--- Task goal ---
Only the lines below between the ones containing "Query: white sink basin" and "find embroidered text", inclusive, are to be reproduced, each exactly as it stands.

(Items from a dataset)
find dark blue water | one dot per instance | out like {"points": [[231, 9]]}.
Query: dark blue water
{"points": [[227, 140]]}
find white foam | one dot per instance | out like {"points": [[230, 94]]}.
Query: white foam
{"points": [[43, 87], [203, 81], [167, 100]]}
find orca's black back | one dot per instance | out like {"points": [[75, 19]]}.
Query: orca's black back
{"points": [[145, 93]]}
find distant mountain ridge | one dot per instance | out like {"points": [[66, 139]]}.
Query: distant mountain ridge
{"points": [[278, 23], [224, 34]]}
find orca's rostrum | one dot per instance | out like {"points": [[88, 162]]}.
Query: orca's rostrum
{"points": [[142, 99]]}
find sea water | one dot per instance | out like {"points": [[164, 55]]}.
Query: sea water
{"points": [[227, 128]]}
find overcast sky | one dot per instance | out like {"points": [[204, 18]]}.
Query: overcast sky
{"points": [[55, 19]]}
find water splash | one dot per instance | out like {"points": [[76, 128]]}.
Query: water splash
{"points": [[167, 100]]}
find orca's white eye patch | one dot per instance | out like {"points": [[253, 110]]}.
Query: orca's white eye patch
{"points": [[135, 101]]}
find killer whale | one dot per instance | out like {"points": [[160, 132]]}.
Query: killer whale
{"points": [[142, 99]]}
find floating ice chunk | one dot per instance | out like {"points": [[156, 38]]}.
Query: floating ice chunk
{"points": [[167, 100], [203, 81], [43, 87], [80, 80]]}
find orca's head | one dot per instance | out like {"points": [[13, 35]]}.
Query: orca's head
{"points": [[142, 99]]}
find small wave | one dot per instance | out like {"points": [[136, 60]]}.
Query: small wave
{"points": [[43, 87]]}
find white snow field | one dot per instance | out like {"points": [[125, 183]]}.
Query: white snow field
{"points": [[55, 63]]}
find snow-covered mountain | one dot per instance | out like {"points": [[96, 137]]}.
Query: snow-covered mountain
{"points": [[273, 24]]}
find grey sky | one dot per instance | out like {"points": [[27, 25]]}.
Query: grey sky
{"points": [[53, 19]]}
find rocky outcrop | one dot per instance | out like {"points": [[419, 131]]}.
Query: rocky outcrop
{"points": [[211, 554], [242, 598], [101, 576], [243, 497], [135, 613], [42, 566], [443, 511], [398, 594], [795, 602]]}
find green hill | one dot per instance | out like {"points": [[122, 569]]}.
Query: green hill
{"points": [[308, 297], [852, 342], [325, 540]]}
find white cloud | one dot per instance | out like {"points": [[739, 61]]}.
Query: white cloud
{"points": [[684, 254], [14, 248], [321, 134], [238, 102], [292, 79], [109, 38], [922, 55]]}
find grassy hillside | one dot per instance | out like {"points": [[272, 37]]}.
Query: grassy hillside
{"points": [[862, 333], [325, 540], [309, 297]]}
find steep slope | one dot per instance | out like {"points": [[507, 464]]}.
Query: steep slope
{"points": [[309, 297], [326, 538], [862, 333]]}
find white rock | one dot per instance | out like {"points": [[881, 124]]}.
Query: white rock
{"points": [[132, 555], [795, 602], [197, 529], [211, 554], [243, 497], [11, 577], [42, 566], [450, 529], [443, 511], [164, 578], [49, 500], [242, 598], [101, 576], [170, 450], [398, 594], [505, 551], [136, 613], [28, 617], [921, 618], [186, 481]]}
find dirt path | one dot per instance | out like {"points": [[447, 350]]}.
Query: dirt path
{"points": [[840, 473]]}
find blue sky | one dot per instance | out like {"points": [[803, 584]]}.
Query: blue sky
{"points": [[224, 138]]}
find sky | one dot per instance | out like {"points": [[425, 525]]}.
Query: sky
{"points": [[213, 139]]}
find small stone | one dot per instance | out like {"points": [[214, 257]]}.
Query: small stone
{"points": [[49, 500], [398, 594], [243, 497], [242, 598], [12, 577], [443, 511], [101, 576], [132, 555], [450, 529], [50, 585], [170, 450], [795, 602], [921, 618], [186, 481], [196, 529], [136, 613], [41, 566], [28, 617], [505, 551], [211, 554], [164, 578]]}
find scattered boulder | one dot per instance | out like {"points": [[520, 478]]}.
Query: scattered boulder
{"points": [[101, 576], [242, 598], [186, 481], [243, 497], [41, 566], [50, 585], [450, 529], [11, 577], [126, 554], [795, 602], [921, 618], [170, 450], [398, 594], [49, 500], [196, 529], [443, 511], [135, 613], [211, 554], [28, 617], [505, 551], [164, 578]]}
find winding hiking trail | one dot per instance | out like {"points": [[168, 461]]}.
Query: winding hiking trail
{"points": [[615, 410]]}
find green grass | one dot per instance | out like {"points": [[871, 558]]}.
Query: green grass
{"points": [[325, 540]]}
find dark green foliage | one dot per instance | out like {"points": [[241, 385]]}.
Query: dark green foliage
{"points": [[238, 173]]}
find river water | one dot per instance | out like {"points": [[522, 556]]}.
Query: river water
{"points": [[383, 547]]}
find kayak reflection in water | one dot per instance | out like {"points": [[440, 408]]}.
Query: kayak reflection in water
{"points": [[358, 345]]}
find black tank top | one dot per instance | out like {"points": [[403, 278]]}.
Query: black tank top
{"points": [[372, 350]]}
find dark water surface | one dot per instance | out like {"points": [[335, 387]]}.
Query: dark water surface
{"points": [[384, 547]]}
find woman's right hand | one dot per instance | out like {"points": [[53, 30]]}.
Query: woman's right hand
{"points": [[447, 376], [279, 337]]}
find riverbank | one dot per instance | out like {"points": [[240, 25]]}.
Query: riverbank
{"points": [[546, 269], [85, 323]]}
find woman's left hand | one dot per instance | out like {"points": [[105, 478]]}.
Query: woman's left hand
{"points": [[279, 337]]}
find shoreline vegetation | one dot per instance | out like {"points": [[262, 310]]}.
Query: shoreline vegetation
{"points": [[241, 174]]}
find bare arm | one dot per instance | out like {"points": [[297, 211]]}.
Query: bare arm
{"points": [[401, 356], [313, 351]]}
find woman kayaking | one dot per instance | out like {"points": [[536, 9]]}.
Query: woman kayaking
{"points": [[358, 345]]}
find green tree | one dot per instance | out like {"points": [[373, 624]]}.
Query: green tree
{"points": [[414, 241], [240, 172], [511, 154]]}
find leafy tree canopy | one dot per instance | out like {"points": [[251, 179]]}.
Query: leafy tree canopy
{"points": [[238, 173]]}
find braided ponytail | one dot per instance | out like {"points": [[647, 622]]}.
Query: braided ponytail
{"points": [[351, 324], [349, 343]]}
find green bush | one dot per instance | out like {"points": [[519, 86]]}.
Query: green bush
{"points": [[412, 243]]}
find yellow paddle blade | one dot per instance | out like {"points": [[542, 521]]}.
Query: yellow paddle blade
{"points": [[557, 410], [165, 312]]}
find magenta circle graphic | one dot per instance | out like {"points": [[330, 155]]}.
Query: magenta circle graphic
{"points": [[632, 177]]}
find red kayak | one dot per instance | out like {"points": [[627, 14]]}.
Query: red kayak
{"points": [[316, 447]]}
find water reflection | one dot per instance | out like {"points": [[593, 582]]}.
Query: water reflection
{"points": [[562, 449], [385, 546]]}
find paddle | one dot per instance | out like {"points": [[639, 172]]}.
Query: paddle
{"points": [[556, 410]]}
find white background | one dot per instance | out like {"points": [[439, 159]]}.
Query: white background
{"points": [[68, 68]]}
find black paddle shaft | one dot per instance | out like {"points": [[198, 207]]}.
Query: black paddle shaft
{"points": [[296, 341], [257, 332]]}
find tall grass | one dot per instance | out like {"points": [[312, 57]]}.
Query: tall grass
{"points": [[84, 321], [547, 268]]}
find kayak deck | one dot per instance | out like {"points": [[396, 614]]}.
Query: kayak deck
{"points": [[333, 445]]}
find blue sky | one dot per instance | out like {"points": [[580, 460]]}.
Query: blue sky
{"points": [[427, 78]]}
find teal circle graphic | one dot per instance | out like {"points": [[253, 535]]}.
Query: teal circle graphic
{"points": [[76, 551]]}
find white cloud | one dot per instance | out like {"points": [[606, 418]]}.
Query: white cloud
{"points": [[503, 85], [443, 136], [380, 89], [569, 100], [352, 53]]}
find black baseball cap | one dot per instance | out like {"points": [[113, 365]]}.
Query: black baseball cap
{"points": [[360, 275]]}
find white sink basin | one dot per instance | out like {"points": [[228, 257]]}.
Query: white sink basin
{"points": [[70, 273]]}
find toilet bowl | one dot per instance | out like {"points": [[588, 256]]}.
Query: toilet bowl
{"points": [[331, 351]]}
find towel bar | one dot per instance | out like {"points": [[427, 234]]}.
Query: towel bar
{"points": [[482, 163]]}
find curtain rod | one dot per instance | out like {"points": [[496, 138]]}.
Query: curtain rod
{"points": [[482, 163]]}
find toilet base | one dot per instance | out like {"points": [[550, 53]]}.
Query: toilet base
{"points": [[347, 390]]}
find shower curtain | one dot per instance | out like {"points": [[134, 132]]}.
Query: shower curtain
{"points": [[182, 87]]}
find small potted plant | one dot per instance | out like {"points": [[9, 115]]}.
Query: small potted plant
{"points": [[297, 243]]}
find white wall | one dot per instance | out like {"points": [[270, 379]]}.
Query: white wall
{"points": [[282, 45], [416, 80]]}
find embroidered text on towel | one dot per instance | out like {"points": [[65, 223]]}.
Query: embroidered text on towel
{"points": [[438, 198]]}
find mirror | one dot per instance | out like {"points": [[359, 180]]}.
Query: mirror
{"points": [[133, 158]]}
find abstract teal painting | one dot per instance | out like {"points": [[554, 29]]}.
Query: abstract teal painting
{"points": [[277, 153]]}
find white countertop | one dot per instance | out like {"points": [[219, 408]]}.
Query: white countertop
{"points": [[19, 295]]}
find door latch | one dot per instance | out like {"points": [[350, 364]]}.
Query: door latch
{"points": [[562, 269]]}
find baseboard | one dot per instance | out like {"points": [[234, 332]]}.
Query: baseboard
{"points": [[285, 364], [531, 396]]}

--- Your response ---
Query: white sink basin
{"points": [[70, 273]]}
find toilet bowl | one dot per instance | out like {"points": [[588, 256]]}.
Query: toilet bowl
{"points": [[331, 351]]}
find towel bar | one dot per instance | out like {"points": [[427, 234]]}.
Query: towel bar
{"points": [[482, 163]]}
find curtain rod | one dot per instance | out like {"points": [[496, 138]]}.
Query: curtain rod
{"points": [[482, 163]]}
find toilet base | one dot per instance | out like {"points": [[550, 53]]}.
Query: toilet base
{"points": [[347, 390]]}
find shower curtain | one dot per instance | out like {"points": [[134, 132]]}.
Query: shower curtain
{"points": [[182, 87]]}
find small potted plant | one dot per instance | out like {"points": [[9, 115]]}.
Query: small potted plant
{"points": [[297, 243]]}
find white wall | one dot per instance | out like {"points": [[270, 379]]}.
Query: white wall
{"points": [[282, 45], [416, 80]]}
find embroidered text on towel | one dot per instance | out like {"points": [[65, 223]]}.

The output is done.